> Task statement
After locating the line with "Target: flower center", reproduce that line and every one following it exactly, up to the end of the entries.

> Supplied entries
[Start of Attachment]

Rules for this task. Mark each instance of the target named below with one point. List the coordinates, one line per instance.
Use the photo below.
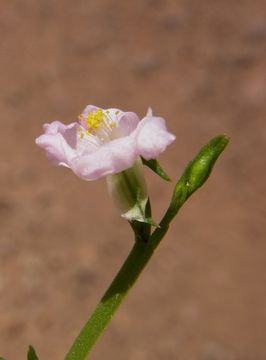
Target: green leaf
(32, 354)
(193, 177)
(154, 165)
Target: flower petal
(59, 142)
(110, 158)
(127, 124)
(152, 137)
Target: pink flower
(104, 142)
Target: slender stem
(194, 176)
(126, 277)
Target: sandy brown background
(202, 66)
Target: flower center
(99, 123)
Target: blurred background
(202, 66)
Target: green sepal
(32, 354)
(154, 165)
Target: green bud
(197, 172)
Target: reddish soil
(202, 66)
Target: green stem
(124, 280)
(193, 177)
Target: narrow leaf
(154, 165)
(32, 354)
(195, 175)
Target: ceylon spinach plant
(116, 145)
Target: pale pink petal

[End of Attachment]

> Exercise output
Target: flower center
(99, 123)
Target: blurred background
(202, 66)
Target: green sepal
(32, 354)
(154, 165)
Target: green bud
(197, 172)
Target: reddish soil
(202, 66)
Target: green stem
(124, 280)
(193, 177)
Target: narrow leaf
(154, 165)
(32, 354)
(195, 175)
Target: ceylon spinach plant
(116, 145)
Target: pale pink petal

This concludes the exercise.